### What you should do
Render the lines below as a Markdown table with the columns "Row" and "Line", numbering each row and omitting blank lines.

### Records for the exercise
_ _ _
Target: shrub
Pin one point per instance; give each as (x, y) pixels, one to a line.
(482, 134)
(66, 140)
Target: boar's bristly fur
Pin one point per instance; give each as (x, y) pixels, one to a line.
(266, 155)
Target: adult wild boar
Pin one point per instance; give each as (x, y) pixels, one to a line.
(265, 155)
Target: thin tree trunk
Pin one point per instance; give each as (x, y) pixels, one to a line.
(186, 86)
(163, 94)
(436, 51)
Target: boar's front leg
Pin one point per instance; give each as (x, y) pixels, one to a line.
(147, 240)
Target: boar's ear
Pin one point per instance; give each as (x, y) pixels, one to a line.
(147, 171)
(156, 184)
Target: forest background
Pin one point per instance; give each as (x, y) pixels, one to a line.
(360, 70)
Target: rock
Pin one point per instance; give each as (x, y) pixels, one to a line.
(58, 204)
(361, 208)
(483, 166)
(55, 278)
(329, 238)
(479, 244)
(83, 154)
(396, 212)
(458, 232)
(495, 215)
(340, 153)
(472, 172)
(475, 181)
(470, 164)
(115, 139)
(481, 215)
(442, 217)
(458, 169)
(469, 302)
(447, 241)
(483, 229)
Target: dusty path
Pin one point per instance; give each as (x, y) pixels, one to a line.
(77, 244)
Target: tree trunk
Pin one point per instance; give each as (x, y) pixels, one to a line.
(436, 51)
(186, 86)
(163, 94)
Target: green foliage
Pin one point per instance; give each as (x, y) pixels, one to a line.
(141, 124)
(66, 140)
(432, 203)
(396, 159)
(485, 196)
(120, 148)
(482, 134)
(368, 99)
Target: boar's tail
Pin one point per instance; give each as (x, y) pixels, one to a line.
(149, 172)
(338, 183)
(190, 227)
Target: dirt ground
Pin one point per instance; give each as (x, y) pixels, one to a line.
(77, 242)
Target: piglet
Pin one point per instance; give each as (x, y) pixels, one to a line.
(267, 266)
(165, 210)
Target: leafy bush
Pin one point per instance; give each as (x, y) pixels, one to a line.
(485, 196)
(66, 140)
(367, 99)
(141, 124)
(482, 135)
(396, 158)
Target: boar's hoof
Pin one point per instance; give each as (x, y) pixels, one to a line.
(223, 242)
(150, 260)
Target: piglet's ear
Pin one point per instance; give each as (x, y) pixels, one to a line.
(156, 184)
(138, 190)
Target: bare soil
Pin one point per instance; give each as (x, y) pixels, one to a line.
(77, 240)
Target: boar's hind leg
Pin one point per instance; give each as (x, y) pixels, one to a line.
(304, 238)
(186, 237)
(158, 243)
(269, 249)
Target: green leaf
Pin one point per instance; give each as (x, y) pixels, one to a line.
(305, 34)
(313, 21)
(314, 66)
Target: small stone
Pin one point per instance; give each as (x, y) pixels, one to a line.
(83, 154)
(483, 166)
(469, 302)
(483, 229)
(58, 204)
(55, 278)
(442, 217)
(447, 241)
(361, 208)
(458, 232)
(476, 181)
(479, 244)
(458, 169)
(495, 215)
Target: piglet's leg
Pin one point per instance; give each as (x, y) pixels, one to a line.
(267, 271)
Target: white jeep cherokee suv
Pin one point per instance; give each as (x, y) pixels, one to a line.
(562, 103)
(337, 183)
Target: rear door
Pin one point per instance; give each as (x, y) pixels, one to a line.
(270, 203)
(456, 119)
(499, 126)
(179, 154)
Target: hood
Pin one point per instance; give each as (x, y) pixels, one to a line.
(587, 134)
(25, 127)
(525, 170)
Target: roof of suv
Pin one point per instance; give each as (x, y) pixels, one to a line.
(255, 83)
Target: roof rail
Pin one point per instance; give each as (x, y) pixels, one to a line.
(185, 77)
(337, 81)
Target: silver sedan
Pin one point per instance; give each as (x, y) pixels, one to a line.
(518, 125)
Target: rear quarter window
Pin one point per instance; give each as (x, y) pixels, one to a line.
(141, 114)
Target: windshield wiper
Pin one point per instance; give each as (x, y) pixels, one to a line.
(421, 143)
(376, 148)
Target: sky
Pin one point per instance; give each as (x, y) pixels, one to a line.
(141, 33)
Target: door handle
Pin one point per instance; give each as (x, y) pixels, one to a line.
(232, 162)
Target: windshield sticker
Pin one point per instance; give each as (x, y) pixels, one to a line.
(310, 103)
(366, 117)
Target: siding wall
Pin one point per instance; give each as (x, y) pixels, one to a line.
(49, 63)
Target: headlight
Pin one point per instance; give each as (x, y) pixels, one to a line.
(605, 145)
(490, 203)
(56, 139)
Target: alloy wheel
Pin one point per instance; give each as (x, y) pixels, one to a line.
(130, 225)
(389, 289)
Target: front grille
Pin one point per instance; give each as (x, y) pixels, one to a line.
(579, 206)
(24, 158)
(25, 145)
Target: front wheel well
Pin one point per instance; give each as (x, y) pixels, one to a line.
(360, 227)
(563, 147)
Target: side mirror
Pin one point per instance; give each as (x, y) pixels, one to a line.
_ _ _
### Problem solution
| Row | Line |
|---|---|
| 1 | Target: shrub |
| 2 | Pin one point per instance; give each as (x, y) pixels, one to a line. |
| 3 | (482, 134) |
| 4 | (66, 140) |
| 5 | Target: boar's bristly fur |
| 6 | Pin one point per instance; give each as (x, y) pixels, one to a line. |
| 7 | (266, 155) |
| 8 | Target: adult wild boar |
| 9 | Pin one point per instance; give each as (x, y) pixels, one to a line. |
| 10 | (265, 155) |
| 11 | Target: thin tree trunk |
| 12 | Pin one point per instance; give each as (x, y) pixels, one to a line. |
| 13 | (186, 86) |
| 14 | (163, 94) |
| 15 | (436, 51) |
| 16 | Target: boar's front leg |
| 17 | Pin one point per instance; give each as (x, y) pixels, one to a line. |
| 18 | (147, 240) |
| 19 | Target: boar's ear |
| 20 | Pin one point per instance; give each as (x, y) pixels, one to a line. |
| 21 | (147, 171) |
| 22 | (156, 184) |
| 23 | Target: forest background |
| 24 | Pin one point per instance; give each as (x, y) pixels, one to a line. |
| 25 | (360, 70) |
| 26 | Target: rock |
| 27 | Pin one point per instance; give each as (x, y) pixels, one to a line. |
| 28 | (58, 204) |
| 29 | (361, 208) |
| 30 | (483, 166) |
| 31 | (55, 278) |
| 32 | (329, 238) |
| 33 | (479, 244) |
| 34 | (83, 154) |
| 35 | (396, 212) |
| 36 | (458, 232) |
| 37 | (495, 215) |
| 38 | (340, 153) |
| 39 | (472, 172) |
| 40 | (475, 181) |
| 41 | (470, 164) |
| 42 | (115, 139) |
| 43 | (481, 215) |
| 44 | (442, 217) |
| 45 | (458, 169) |
| 46 | (469, 302) |
| 47 | (447, 241) |
| 48 | (483, 229) |
| 49 | Target: dusty path |
| 50 | Pin one point per instance; give each as (x, y) pixels, one to a line. |
| 51 | (77, 244) |
| 52 | Target: tree trunk |
| 53 | Pin one point per instance; give each as (x, y) pixels, one to a line. |
| 54 | (436, 51) |
| 55 | (186, 86) |
| 56 | (163, 94) |
| 57 | Target: green foliage |
| 58 | Pin one point per instance; give each as (x, y) pixels, one to a line. |
| 59 | (141, 124) |
| 60 | (66, 140) |
| 61 | (432, 203) |
| 62 | (396, 159) |
| 63 | (485, 196) |
| 64 | (120, 148) |
| 65 | (482, 134) |
| 66 | (368, 99) |
| 67 | Target: boar's tail |
| 68 | Pin one point per instance; give each as (x, y) pixels, one to a line. |
| 69 | (149, 172) |
| 70 | (338, 183) |
| 71 | (190, 227) |
| 72 | Target: dirt ground |
| 73 | Pin one point per instance; give each as (x, y) pixels, one to a line. |
| 74 | (77, 242) |
| 75 | Target: piglet |
| 76 | Pin one point per instance; give each as (x, y) pixels, one to a line. |
| 77 | (267, 266) |
| 78 | (165, 210) |
| 79 | Target: leafy bush |
| 80 | Pin one point per instance; give each as (x, y) pixels, one to a line. |
| 81 | (485, 196) |
| 82 | (66, 140) |
| 83 | (367, 99) |
| 84 | (141, 124) |
| 85 | (482, 135) |
| 86 | (396, 158) |
| 87 | Target: boar's hoof |
| 88 | Pin one point per instance; give each as (x, y) pixels, one to a line. |
| 89 | (223, 242) |
| 90 | (150, 260) |
| 91 | Target: piglet's ear |
| 92 | Pin one point per instance; give each as (x, y) pixels, one to a line. |
| 93 | (156, 184) |
| 94 | (138, 190) |
| 95 | Target: bare soil |
| 96 | Pin one point per instance; give each as (x, y) pixels, one to a line. |
| 97 | (77, 240) |
| 98 | Target: boar's hind leg |
| 99 | Pin one point per instance; give each as (x, y) pixels, one to a line. |
| 100 | (304, 238) |
| 101 | (186, 237) |
| 102 | (158, 243) |
| 103 | (269, 249) |
| 104 | Target: green leaf |
| 105 | Pin one point per instance; give each as (x, y) pixels, one to a line. |
| 106 | (305, 34) |
| 107 | (313, 21) |
| 108 | (314, 66) |
| 109 | Target: small stone |
| 110 | Pin one point per instance; give each as (x, y) pixels, one to a line. |
| 111 | (83, 154) |
| 112 | (483, 166) |
| 113 | (469, 302) |
| 114 | (483, 229) |
| 115 | (58, 204) |
| 116 | (55, 278) |
| 117 | (442, 217) |
| 118 | (447, 241) |
| 119 | (361, 208) |
| 120 | (458, 232) |
| 121 | (476, 181) |
| 122 | (479, 244) |
| 123 | (458, 169) |
| 124 | (495, 215) |
| 125 | Target: piglet's leg |
| 126 | Pin one point per instance; give each as (x, y) pixels, one to a line. |
| 127 | (267, 271) |
| 128 | Target: white jeep cherokee suv |
| 129 | Pin one point per instance; give each as (x, y) pixels, one to a line. |
| 130 | (562, 103) |
| 131 | (337, 183) |
| 132 | Target: rear door |
| 133 | Pin one point per instance; give each as (x, y) pixels, one to a line. |
| 134 | (270, 203) |
| 135 | (456, 119) |
| 136 | (499, 126) |
| 137 | (179, 154) |
| 138 | Target: hood |
| 139 | Pin one point per instance; give each as (x, y) pixels, one to a line. |
| 140 | (587, 134) |
| 141 | (25, 127) |
| 142 | (525, 170) |
| 143 | Target: roof of suv |
| 144 | Pin one point per instance; give each as (x, y) pixels, one to a line. |
| 145 | (255, 83) |
| 146 | Target: roof rail |
| 147 | Pin one point per instance; give each as (x, y) pixels, one to a line. |
| 148 | (185, 77) |
| 149 | (337, 81) |
| 150 | Target: silver sedan |
| 151 | Pin one point per instance; give each as (x, y) pixels, one to a line. |
| 152 | (518, 125) |
| 153 | Target: rear quarter window |
| 154 | Pin one point per instance; give each as (x, y) pixels, one to a line. |
| 155 | (141, 114) |
| 156 | Target: windshield wiper |
| 157 | Pin one point per instance; give each as (x, y) pixels, one to a line. |
| 158 | (421, 143) |
| 159 | (376, 148) |
| 160 | Target: sky |
| 161 | Pin one point per instance; give each as (x, y) pixels, one to a line. |
| 162 | (141, 33) |
| 163 | Target: door handle |
| 164 | Pin one point per instance; give each as (x, y) pixels, one to a line. |
| 165 | (232, 162) |
| 166 | Target: windshield sticker |
| 167 | Pin one point per instance; give each as (x, y) pixels, one to a line. |
| 168 | (310, 103) |
| 169 | (366, 117) |
| 170 | Target: siding wall |
| 171 | Pin one point per instance; give each as (x, y) pixels, one to a line. |
| 172 | (49, 63) |
| 173 | Target: headlight |
| 174 | Pin one point per instance; give each as (x, y) pixels, one to a line. |
| 175 | (605, 145) |
| 176 | (490, 203) |
| 177 | (56, 139) |
| 178 | Target: alloy wheel |
| 179 | Pin one point per instance; give each as (x, y) pixels, one to a line. |
| 180 | (130, 225) |
| 181 | (389, 289) |
| 182 | Target: front grille |
| 183 | Pin one point per instance; give each as (x, y) pixels, one to a line. |
| 184 | (579, 206) |
| 185 | (24, 158) |
| 186 | (25, 145) |
| 187 | Target: front wheel well |
| 188 | Pin one point per instance; give each as (x, y) pixels, one to a line. |
| 189 | (360, 227) |
| 190 | (563, 147) |
| 191 | Target: side mirror |
| 192 | Pin one point per instance; give each as (x, y) pixels, one to a line. |